— 任务目标 —
从下面的材料中提取所有含有字符串“wall”的行，每行完整照抄。

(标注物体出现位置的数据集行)
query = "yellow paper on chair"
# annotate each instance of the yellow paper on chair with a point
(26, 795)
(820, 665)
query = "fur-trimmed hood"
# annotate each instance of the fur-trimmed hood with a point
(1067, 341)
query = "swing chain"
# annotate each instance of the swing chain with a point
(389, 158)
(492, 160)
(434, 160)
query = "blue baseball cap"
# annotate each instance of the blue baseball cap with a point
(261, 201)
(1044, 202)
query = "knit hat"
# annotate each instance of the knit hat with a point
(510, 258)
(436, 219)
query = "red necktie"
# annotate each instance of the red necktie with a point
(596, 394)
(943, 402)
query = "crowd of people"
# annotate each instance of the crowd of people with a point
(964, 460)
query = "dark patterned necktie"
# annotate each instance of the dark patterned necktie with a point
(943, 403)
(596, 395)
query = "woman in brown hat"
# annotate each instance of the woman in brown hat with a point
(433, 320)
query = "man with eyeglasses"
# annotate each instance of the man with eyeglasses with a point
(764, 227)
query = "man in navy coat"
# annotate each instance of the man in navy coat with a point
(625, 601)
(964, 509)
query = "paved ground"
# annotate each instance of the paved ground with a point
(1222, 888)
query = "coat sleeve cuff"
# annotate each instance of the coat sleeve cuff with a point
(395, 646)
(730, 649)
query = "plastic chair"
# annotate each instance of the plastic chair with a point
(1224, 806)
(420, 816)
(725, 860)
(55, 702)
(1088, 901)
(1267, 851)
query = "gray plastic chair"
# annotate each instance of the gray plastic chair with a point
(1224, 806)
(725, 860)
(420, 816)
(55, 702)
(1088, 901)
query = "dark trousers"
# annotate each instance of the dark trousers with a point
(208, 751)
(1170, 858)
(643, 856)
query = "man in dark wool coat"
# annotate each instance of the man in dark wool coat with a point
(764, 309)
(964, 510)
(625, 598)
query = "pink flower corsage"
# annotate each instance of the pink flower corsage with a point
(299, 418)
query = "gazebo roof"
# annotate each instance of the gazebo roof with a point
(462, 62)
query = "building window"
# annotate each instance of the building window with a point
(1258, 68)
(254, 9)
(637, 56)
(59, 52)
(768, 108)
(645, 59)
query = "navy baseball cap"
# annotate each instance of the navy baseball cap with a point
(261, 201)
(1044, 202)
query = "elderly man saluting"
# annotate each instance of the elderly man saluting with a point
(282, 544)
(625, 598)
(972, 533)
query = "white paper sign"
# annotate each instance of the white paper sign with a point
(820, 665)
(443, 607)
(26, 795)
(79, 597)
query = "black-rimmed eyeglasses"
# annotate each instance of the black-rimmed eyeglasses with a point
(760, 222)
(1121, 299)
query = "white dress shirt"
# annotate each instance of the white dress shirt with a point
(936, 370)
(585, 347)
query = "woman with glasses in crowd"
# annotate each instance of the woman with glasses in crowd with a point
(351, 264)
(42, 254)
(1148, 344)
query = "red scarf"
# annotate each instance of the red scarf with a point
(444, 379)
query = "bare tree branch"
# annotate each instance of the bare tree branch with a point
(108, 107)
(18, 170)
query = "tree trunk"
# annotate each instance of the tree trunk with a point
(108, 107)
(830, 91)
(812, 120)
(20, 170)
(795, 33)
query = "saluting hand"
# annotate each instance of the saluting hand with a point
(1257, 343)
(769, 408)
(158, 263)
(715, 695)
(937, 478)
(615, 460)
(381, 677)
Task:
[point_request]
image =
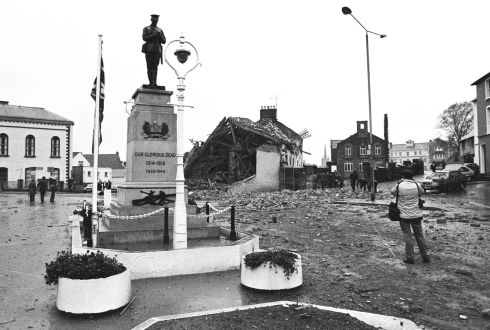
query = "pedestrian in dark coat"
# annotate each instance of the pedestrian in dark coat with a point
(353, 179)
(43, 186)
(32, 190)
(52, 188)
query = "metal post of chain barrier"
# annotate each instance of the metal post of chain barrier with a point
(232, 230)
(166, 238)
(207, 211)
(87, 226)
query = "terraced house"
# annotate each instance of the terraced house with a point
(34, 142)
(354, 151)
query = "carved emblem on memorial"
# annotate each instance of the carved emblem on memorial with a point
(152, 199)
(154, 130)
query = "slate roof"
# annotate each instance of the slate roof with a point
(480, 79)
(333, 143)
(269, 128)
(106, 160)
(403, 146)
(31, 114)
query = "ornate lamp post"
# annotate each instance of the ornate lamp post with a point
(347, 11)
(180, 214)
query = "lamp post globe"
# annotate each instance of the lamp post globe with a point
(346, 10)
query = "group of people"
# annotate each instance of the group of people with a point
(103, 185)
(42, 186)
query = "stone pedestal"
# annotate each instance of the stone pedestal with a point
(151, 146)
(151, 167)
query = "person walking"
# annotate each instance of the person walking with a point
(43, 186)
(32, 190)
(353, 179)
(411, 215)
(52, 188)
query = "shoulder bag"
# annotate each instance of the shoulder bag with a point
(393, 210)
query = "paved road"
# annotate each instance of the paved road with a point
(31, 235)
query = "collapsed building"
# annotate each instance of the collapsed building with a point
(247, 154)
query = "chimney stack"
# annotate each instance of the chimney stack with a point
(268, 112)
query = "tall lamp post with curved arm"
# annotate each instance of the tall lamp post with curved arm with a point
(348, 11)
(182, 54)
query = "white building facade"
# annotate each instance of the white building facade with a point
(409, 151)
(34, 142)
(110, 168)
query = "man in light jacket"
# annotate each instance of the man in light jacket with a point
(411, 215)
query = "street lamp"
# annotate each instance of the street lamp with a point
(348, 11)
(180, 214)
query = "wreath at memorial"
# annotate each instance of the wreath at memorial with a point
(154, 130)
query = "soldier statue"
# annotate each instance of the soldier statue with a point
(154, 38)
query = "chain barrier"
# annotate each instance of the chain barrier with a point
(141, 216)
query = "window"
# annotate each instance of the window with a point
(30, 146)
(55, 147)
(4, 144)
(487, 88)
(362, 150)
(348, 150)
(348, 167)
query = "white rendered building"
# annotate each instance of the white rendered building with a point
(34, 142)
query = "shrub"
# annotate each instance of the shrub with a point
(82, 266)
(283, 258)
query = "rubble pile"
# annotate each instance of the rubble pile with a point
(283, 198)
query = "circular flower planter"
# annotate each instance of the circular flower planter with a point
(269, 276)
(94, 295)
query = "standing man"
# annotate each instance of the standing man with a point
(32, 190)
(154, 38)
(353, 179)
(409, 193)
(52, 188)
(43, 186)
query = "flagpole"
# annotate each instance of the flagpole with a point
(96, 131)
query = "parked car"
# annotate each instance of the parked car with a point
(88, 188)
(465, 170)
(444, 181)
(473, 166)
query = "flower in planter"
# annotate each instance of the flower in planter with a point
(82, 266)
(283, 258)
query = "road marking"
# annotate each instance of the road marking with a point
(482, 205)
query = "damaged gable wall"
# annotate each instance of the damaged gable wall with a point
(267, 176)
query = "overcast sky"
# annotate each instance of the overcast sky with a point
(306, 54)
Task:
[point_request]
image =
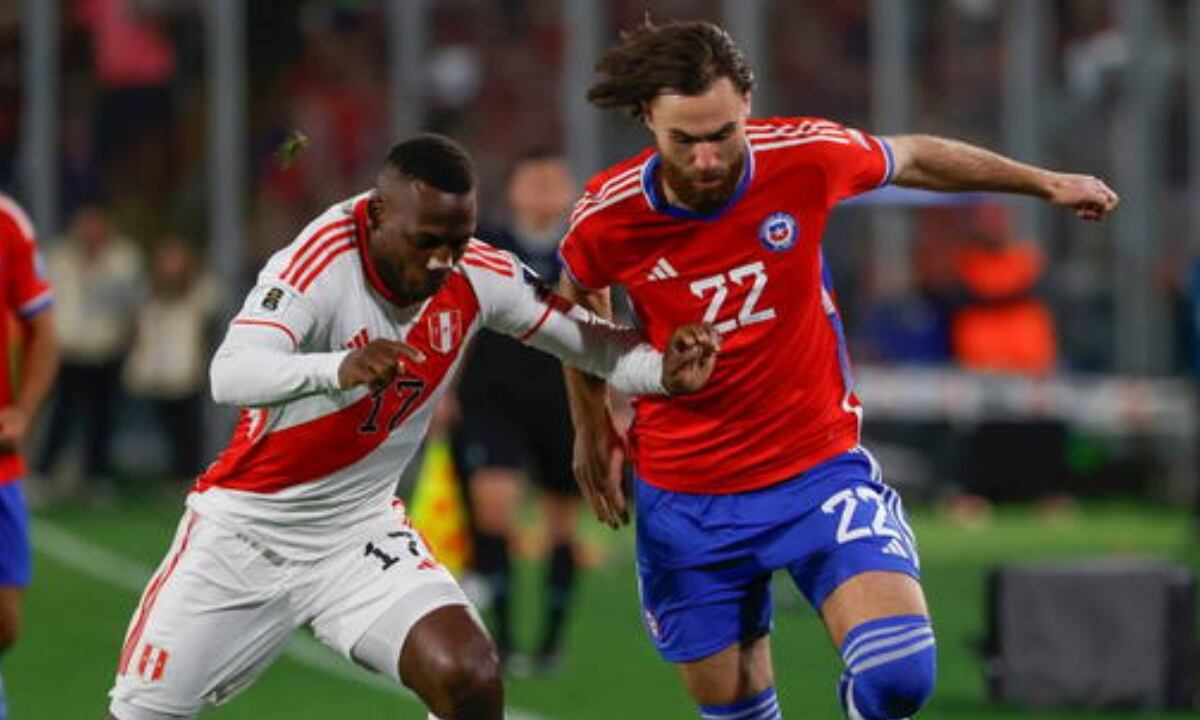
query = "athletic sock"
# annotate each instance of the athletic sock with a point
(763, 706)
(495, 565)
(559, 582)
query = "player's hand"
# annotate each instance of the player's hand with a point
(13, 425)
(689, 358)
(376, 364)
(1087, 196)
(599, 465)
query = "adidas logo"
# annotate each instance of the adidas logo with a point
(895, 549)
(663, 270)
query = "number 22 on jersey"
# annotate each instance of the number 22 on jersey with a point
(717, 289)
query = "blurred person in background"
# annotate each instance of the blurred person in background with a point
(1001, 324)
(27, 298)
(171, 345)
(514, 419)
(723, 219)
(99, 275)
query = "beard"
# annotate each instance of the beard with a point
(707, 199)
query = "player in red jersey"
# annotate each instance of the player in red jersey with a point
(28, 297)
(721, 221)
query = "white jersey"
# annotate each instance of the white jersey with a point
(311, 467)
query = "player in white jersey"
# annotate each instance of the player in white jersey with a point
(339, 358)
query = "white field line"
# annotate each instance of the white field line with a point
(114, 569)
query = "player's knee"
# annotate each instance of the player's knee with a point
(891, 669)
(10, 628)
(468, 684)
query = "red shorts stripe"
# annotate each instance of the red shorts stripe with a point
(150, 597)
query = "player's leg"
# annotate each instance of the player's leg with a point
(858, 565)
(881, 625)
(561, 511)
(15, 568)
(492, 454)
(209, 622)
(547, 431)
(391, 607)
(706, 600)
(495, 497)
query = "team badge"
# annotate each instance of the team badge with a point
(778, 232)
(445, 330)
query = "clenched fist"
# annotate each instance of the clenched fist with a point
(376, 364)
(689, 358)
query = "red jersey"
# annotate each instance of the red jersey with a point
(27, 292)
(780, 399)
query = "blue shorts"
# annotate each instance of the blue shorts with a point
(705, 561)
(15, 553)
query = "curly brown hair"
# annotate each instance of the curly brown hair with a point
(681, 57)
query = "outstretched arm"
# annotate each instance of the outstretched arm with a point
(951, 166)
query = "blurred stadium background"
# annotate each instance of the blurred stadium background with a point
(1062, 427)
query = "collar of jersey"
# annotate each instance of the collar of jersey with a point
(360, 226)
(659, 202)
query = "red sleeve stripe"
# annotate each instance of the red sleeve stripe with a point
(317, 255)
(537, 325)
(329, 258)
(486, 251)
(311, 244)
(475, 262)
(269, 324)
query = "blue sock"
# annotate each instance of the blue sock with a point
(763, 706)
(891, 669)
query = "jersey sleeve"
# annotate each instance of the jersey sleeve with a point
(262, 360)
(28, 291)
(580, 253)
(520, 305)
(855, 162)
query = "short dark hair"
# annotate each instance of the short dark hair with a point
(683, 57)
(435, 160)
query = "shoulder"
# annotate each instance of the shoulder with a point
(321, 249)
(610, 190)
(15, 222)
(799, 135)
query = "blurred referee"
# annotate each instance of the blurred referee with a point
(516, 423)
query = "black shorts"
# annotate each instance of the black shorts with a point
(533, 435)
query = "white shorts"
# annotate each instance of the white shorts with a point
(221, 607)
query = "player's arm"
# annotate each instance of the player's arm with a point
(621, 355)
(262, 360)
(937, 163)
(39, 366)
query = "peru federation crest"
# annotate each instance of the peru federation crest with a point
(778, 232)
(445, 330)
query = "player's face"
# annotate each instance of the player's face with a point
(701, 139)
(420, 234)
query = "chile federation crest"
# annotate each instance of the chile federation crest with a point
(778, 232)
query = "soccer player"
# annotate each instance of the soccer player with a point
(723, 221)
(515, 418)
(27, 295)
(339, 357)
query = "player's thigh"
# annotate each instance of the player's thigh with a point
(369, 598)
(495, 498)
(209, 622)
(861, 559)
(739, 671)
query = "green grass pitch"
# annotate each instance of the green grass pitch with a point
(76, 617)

— 回应内容 —
query = "damaged gable wall"
# annotate each instance of the damaged gable wall with a point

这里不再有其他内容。